**PROVIDED TEXT**
_ _ _
The embedding generated here could be further used for batch-effect correction, clustering, and visulization.

Merge single cells

When you have a list of cells that you're interested in, either determined from clustering result or from expriment labels, you can merge the contact matrices of all those single cells to generate a pseudo bulk data. If you want to merge the scHiCluster imputed matrices, the command should be

Q = merge_gpu(network, c, res, pad=1, rp=0.5, prct=-1)

If you want to merge the raw contact matrices directly, you can use

Q = merge_raw(network, c, res)

c represents the chromosome, and res represent the resolution.

Single cell domain calling

We haven't incooperate the domain calling function directly in the package, but you can output the imputed contact matrices or raw contact matrices and use them as input for other domain calling software. Here we provided two output format, including a sparse matrix format, and the format that Topdom required. You can use

output_topdom(cell, c, Q, res)
_ _ _
(Extracted records)
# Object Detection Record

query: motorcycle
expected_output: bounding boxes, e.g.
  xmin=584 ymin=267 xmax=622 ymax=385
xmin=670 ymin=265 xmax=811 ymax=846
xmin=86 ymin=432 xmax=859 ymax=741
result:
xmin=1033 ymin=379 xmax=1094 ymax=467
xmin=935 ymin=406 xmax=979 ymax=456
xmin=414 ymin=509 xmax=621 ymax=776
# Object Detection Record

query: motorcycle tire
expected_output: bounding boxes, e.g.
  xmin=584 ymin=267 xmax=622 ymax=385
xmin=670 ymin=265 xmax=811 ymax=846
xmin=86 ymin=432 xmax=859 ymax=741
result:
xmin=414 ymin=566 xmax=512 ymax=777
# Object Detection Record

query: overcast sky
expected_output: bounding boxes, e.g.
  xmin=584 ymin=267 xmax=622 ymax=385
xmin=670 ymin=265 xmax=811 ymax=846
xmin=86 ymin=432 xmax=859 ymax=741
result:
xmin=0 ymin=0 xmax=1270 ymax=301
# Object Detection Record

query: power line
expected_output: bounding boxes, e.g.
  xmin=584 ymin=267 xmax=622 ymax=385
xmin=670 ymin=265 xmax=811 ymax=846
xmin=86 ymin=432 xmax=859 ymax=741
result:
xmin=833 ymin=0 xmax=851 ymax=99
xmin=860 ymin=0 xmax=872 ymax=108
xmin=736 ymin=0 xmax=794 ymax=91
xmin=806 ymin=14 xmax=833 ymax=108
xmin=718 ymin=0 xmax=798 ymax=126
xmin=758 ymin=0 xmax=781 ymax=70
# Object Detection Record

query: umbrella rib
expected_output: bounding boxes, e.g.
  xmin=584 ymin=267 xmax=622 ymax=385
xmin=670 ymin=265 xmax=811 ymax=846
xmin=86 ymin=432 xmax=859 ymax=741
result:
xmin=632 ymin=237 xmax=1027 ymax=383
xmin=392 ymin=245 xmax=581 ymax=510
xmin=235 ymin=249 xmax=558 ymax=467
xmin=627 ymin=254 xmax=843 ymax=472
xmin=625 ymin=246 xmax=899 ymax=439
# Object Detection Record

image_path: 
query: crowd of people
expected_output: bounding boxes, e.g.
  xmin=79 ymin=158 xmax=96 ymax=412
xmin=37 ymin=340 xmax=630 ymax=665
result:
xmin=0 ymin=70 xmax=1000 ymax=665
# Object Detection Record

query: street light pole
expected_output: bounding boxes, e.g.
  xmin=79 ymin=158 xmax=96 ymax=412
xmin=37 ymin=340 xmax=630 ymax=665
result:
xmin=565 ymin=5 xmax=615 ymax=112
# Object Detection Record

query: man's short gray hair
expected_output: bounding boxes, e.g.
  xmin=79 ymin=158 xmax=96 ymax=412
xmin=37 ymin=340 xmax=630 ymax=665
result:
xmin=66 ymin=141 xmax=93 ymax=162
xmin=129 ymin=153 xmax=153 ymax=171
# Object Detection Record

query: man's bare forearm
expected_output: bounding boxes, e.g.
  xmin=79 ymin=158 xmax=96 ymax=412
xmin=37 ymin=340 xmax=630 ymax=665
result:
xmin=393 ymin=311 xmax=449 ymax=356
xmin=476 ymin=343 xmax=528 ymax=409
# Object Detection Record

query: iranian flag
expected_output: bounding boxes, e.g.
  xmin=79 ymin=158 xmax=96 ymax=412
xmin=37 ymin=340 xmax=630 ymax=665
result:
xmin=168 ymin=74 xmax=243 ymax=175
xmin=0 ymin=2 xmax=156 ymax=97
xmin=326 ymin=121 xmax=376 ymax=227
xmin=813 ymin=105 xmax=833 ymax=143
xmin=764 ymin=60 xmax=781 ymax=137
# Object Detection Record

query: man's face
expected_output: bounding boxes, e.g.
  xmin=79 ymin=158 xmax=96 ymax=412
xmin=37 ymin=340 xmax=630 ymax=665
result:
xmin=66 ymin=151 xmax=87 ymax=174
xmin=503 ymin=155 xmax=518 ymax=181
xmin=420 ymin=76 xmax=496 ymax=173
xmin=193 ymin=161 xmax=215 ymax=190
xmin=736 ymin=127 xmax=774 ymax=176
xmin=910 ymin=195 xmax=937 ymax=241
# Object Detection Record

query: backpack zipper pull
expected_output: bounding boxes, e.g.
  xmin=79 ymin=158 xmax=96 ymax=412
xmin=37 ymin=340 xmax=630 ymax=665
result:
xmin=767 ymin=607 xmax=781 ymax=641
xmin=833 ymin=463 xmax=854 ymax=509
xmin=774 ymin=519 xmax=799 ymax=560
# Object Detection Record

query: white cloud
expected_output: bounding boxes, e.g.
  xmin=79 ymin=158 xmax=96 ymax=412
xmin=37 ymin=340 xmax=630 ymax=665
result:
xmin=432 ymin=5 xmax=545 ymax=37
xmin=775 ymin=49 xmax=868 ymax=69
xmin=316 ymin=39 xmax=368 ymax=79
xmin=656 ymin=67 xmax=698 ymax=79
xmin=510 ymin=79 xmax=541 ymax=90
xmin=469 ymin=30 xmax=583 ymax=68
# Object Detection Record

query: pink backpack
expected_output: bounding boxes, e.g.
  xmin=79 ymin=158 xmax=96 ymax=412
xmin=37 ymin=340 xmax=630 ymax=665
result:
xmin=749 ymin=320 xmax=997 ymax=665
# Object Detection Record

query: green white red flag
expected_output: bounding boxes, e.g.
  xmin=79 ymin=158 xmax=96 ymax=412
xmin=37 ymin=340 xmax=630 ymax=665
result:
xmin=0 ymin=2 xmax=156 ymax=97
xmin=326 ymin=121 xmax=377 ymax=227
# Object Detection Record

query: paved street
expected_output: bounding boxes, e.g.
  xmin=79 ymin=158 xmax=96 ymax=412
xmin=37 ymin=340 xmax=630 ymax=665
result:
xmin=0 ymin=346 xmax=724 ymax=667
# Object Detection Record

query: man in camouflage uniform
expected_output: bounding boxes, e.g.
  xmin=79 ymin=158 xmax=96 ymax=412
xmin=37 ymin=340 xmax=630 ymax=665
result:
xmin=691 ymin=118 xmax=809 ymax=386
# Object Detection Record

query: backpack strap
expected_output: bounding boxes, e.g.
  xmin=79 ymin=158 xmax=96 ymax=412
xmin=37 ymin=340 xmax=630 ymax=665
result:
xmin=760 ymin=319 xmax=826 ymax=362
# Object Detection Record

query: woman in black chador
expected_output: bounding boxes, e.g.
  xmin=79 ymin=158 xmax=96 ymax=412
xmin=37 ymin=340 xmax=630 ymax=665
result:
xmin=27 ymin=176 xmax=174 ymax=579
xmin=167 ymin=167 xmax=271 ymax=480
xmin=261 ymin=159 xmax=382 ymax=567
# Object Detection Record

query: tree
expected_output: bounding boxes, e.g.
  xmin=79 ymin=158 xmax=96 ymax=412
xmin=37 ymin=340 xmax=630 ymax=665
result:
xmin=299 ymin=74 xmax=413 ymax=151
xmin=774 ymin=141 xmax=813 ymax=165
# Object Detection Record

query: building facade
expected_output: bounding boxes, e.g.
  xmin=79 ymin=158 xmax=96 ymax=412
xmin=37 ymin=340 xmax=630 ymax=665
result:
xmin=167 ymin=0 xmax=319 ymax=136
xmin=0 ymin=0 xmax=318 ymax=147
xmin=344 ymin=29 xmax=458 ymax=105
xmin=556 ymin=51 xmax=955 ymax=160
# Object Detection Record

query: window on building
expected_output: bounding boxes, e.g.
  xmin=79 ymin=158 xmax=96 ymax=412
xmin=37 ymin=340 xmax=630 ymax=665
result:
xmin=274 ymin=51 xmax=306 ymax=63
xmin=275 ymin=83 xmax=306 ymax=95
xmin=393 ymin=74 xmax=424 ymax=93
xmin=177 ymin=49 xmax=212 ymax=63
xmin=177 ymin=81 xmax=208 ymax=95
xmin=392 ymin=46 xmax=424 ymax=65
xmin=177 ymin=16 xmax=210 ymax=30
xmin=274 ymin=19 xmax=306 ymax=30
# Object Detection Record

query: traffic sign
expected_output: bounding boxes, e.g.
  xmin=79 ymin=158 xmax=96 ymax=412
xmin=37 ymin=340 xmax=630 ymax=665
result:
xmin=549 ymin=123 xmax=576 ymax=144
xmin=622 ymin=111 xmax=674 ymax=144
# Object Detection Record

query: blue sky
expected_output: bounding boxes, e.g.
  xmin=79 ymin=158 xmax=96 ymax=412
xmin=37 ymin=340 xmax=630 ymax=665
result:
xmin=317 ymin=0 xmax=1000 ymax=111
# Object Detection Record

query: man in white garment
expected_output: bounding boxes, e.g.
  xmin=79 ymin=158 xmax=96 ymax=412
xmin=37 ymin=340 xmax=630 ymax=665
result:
_ _ _
**WORK ORDER A**
Please translate this sentence from the scHiCluster text into Spanish: "c represents the chromosome, and res represent the resolution."
**WORK ORDER B**
Turn the paragraph of the scHiCluster text that opens "When you have a list of cells" into a short bulleted list that keeps its main facts.
The rows bear no relation to the scHiCluster text.

**PROBLEM SOLUTION A**
c representa el cromosoma y res representa la resolución.

**PROBLEM SOLUTION B**
- Start from a list of cells of interest, chosen from clustering results or from experiment labels.
- Merge the contact matrices of all those single cells to produce pseudo bulk data.
- Merging the scHiCluster imputed matrices calls for a specific command.